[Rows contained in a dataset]
(begin)

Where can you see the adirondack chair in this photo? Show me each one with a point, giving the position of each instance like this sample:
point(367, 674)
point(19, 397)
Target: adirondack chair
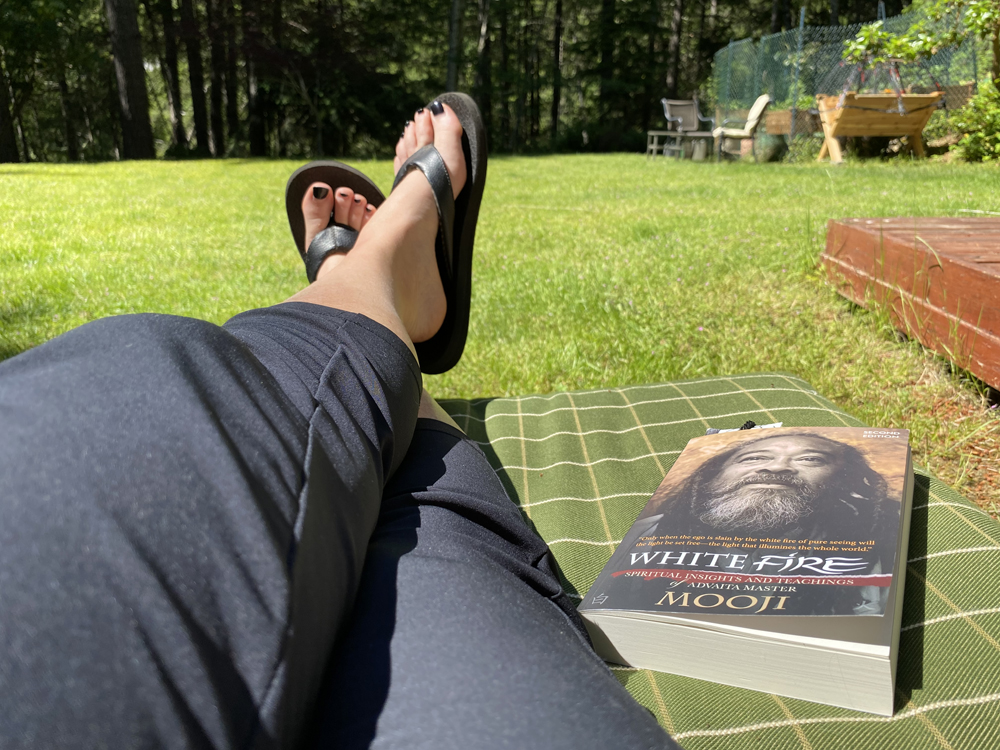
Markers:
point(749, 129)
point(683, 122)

(end)

■ Exercise instructions ■
Copy all of the rows above word for word, leaving out the pictures.

■ Exercise output ■
Where can you see the adirondack chair in this photo? Show me each one with a point, giving the position of each instance like this sample:
point(367, 674)
point(19, 397)
Target: adirondack chair
Markers:
point(749, 129)
point(683, 122)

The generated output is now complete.